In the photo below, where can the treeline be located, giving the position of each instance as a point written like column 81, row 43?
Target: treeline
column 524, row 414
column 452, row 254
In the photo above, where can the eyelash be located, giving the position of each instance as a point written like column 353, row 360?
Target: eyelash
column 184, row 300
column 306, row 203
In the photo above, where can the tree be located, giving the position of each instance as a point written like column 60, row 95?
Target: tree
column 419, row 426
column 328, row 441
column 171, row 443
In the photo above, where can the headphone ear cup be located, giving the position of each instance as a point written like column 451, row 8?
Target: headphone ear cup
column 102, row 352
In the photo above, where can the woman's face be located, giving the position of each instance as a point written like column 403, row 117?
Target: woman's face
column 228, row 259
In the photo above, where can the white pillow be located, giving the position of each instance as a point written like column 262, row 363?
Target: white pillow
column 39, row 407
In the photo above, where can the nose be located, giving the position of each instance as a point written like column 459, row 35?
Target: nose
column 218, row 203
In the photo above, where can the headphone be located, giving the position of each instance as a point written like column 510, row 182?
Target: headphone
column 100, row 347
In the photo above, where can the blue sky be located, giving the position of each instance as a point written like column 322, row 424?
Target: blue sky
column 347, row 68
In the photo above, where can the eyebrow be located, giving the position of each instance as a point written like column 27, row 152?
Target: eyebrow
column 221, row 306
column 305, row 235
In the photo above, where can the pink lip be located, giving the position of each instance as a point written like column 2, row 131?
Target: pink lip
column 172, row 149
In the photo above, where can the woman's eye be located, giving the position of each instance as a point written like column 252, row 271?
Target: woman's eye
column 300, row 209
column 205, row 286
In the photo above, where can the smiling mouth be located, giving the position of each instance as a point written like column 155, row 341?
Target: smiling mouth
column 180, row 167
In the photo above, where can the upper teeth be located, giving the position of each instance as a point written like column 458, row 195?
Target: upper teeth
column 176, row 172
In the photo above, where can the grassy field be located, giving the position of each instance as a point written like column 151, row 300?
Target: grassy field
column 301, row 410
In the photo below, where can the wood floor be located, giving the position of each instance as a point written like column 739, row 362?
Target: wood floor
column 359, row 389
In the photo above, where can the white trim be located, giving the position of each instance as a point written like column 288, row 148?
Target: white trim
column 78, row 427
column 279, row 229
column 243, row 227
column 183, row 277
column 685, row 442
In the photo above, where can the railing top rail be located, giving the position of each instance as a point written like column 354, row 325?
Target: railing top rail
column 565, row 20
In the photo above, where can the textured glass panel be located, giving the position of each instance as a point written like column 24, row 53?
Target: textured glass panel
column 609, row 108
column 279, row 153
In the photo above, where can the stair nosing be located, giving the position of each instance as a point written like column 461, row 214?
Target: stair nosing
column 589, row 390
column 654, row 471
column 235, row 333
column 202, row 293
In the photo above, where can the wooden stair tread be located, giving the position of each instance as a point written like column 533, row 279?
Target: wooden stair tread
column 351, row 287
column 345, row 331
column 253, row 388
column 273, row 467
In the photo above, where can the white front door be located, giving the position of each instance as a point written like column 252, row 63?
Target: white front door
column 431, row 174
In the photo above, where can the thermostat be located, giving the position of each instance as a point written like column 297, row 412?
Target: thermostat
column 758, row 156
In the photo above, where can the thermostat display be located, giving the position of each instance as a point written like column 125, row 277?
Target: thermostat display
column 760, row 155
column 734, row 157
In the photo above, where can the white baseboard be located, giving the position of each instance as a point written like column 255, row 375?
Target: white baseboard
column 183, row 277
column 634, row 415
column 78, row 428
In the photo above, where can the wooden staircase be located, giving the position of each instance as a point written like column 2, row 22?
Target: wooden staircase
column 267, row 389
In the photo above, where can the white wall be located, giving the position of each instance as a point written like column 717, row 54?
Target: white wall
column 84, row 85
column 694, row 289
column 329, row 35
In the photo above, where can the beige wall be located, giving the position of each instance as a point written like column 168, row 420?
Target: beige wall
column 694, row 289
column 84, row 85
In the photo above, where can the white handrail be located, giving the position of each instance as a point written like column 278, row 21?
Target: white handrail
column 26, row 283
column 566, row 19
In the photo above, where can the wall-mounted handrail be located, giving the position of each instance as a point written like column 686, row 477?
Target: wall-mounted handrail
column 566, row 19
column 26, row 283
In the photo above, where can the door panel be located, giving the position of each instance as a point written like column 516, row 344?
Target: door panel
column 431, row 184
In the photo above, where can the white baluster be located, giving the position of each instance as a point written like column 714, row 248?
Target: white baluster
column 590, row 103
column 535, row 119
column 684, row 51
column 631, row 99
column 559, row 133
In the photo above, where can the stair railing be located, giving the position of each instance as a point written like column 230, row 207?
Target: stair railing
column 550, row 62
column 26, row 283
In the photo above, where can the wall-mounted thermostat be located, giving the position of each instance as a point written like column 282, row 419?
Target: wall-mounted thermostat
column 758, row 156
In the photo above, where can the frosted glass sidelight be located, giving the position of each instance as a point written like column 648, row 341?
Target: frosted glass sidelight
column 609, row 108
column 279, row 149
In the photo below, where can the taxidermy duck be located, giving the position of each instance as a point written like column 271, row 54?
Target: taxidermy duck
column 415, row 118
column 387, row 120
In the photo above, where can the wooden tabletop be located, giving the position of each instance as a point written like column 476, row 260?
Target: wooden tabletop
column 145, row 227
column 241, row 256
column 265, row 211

+++

• Exercise aim:
Copy out all of the records above word for word, line by line, without changing anything.

• Reply to the task:
In the photo below, where can the treeline be located, giving the position of each instance as a point written like column 81, row 43?
Target: treeline
column 524, row 414
column 452, row 254
In the photo above, where can the eyelash be located, giving the position of each instance as a point written like column 353, row 360?
Target: eyelash
column 184, row 300
column 306, row 203
In the photo above, where can the tree be located, giving the position of each instance as a point written like column 60, row 95?
Target: tree
column 419, row 426
column 328, row 441
column 171, row 443
In the photo above, where can the headphone ear cup be located, giving the position of each instance as a point written like column 451, row 8?
Target: headphone ear cup
column 102, row 352
In the photo above, where can the woman's face be located, giving the position of each instance as a point written like column 403, row 117?
Target: woman's face
column 228, row 259
In the photo above, where can the white pillow be located, giving the position of each instance as a point written like column 262, row 363?
Target: white pillow
column 39, row 407
In the photo above, where can the nose be located, giving the position of each instance as a point written like column 459, row 35?
Target: nose
column 218, row 203
In the photo above, where can the headphone be located, giving the position of each instance as a point written like column 510, row 182?
Target: headphone
column 100, row 347
In the photo above, where can the blue sky be located, giving the position of each instance as a point written like column 322, row 424?
Target: blue sky
column 347, row 68
In the photo above, where can the eyebrow be located, giving the position of each instance as a point written like column 27, row 152?
Target: eyebrow
column 221, row 306
column 305, row 235
In the photo above, where can the pink lip be located, giving the position of each instance as a point written like column 2, row 131?
Target: pink lip
column 172, row 149
In the photo above, where can the woman's eye be located, giving the position of each instance as a point written like column 252, row 271?
Target: woman's eye
column 300, row 209
column 205, row 286
In the photo above, where can the smiling mouth be located, giving the position of each instance as a point written like column 155, row 341?
Target: smiling mouth
column 180, row 167
In the photo above, where can the upper teeth be located, giving the position of each instance as a point written like column 458, row 195?
Target: upper teeth
column 176, row 172
In the photo above, where can the grassy field be located, giving the position of each instance as a point written like column 151, row 300?
Target: grassy field
column 301, row 410
In the photo below, where can the wood floor be located, giving the position of each instance as a point written like column 739, row 362?
Target: wood floor
column 359, row 389
In the photo above, where can the white trim be located, giving the position of each instance as a point written like column 288, row 148?
Target: white trim
column 78, row 427
column 279, row 229
column 243, row 227
column 183, row 277
column 685, row 442
In the photo above, where can the railing top rail be located, giving the position of each instance as a point written like column 354, row 325?
Target: railing top rail
column 565, row 20
In the photo above, where can the textured glass panel be located, giving the position of each instance as a point written like column 24, row 53?
Target: textured glass panel
column 609, row 108
column 279, row 153
In the photo above, where can the stair nosing be located, giving the position of each instance as a point written like column 461, row 214?
Target: stair nosing
column 589, row 390
column 654, row 471
column 235, row 333
column 202, row 293
In the photo above, where can the wooden stair tread be located, giving the position of each instance as a point written like column 533, row 279?
Target: wooden stair tread
column 351, row 287
column 345, row 331
column 253, row 388
column 273, row 467
In the photo above, where can the white front door be located, giving the position of each instance as a point written like column 252, row 63?
Target: white front door
column 431, row 174
In the photo above, where can the thermostat be located, giving the position of each instance as a point written like column 297, row 412?
Target: thermostat
column 758, row 156
In the photo above, where can the thermostat display be located, giving the position of each instance as a point written like column 125, row 277?
Target: thermostat display
column 760, row 155
column 734, row 157
In the photo above, where can the white baseboard be located, giving the position of each instance as a point written like column 255, row 375?
Target: white baseboard
column 183, row 277
column 634, row 415
column 78, row 428
In the photo above, where can the wooden staircase be located, giving the position of each instance as a point written like column 2, row 22?
Target: wooden staircase
column 267, row 389
In the photo above, where can the white wall be located, giving the position of each instance as a point written like column 717, row 54?
Target: white wall
column 84, row 85
column 694, row 289
column 329, row 35
In the photo above, where can the beige wall be located, giving the position of each instance as a point written like column 168, row 420?
Target: beige wall
column 694, row 289
column 84, row 85
In the photo above, where can the white handrail be located, giving the position of each instance as a point written like column 278, row 21?
Target: white handrail
column 26, row 283
column 566, row 19
In the photo above, where can the wall-mounted handrail be located, giving the position of each instance as a point written like column 686, row 477?
Target: wall-mounted handrail
column 566, row 19
column 26, row 283
In the photo above, where can the door panel be located, giving the position of each instance as a point written like column 516, row 344?
Target: door panel
column 431, row 184
In the photo above, where can the white baluster be located, giving the position of each instance as a point written like column 714, row 248?
Target: white baluster
column 590, row 103
column 535, row 119
column 684, row 51
column 631, row 99
column 559, row 133
In the photo above, where can the stair railing be located, giving the position of each instance as a point written like column 230, row 207?
Target: stair railing
column 550, row 62
column 26, row 283
In the photo above, where can the wall-mounted thermostat be located, giving the position of each instance as a point written like column 282, row 419?
Target: wall-mounted thermostat
column 758, row 156
In the photo above, where can the frosted glass sidelight be located, giving the position of each instance as a point written like column 648, row 341?
Target: frosted glass sidelight
column 609, row 108
column 279, row 149
In the photo below, where can the taxidermy duck be located, giving the position of each instance as a point written like column 271, row 54?
Target: taxidermy duck
column 415, row 118
column 387, row 120
In the photo above, where can the wooden tabletop be located, giving the position of each instance as a point written like column 476, row 260?
Target: wooden tabletop
column 145, row 227
column 241, row 256
column 265, row 211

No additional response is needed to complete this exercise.